(Photo-based referring expression data)
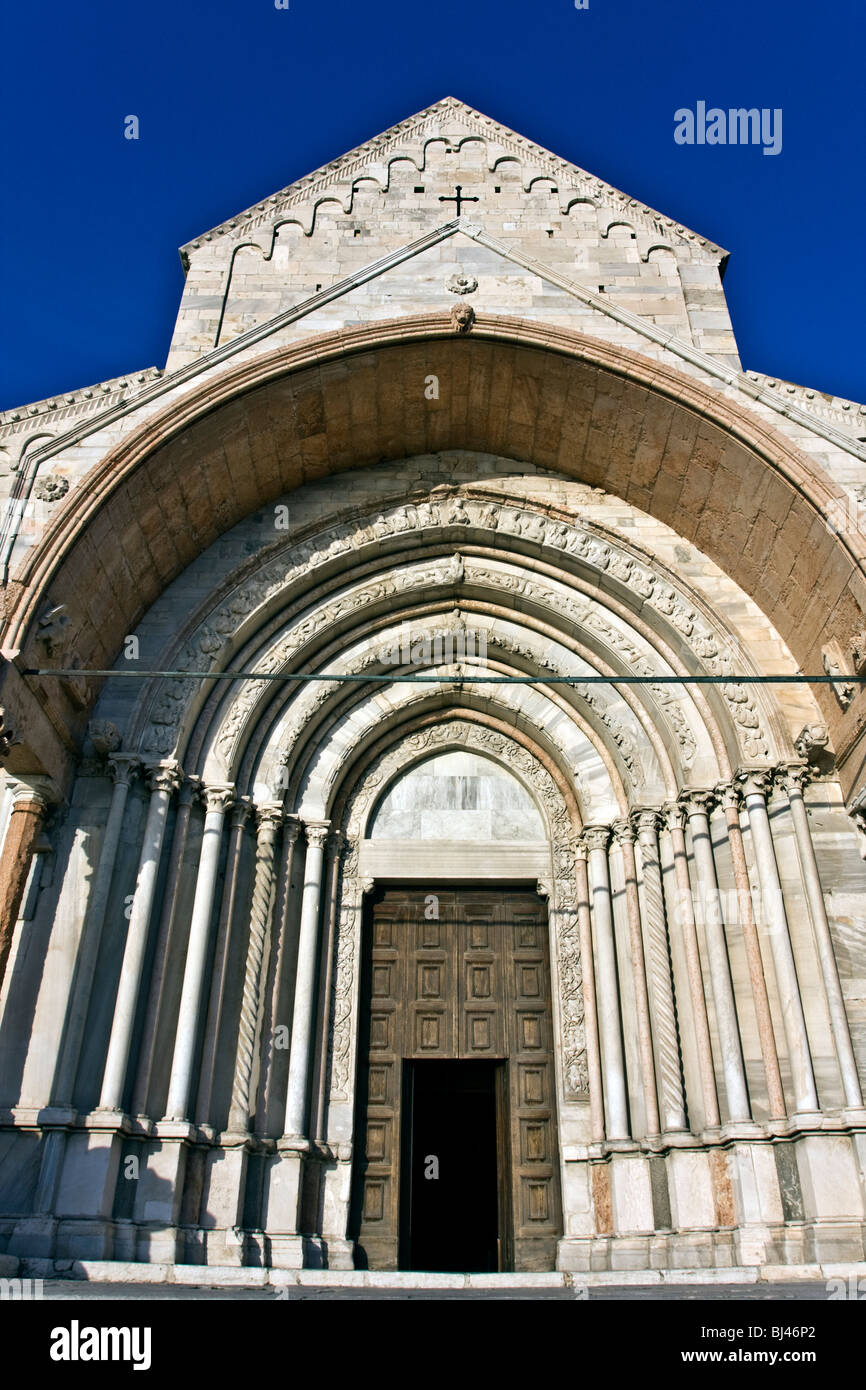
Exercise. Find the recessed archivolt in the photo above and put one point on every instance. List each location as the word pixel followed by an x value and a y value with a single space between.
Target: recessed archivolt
pixel 576 751
pixel 362 787
pixel 645 610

* _WHAT TO DO_:
Here the job is to print all the entries above exactly, minus the images.

* _TASK ANSWER_:
Exercise. Find the recessed archivolt in the photo above and put one point on every instance. List each location as the word pixel followed by an x value and a y value with a single space between.
Target: recessed archivolt
pixel 576 751
pixel 362 787
pixel 645 610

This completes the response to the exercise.